Pick up at the line with "Note: for this drill, pin each instance of the blue". Write it out exactly, along with each later line through the end of the data, and nothing more.

(Collected data entries)
------------

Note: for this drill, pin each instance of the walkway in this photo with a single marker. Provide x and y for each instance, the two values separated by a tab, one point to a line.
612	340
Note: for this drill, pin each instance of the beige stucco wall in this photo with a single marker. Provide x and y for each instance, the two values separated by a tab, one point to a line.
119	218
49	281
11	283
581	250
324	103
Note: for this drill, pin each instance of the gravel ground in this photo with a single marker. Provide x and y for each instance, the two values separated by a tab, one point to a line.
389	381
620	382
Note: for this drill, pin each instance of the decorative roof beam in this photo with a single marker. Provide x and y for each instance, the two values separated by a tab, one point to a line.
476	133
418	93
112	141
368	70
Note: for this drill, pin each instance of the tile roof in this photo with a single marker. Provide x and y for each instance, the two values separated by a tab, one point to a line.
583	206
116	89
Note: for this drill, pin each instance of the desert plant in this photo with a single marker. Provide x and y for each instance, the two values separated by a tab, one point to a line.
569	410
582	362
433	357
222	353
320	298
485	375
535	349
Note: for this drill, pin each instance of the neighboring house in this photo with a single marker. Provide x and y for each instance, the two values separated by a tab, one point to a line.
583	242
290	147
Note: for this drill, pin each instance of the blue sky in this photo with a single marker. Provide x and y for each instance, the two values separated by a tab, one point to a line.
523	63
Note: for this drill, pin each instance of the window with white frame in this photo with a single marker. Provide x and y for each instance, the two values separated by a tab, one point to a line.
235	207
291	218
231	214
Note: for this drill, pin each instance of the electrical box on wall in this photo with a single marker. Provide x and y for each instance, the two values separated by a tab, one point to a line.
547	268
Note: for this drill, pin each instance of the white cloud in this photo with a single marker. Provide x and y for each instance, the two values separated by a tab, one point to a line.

------------

**Response area**
Note: for this drill, pin each instance of the blue sky in this photo with a single marker. Provide x and y for each instance, the two values separated by a tab, one point to a line.
523	63
Note: for this drill, pin each instance of the window with white frame in this photo with a single marker. Provide x and y for each instance, the two values separated by a tab, one point to a line.
235	207
291	218
231	214
Note: for this drill, pin each instance of the electrical box on wall in this photo with a single marker. Provide x and y for each instance, the two values separated by a tab, one point to a line.
547	268
Note: for this drill, pin each instance of the white cloud in this photo with a single marker. Provide x and y for each instance, the two values separated by a tab, one point to a line.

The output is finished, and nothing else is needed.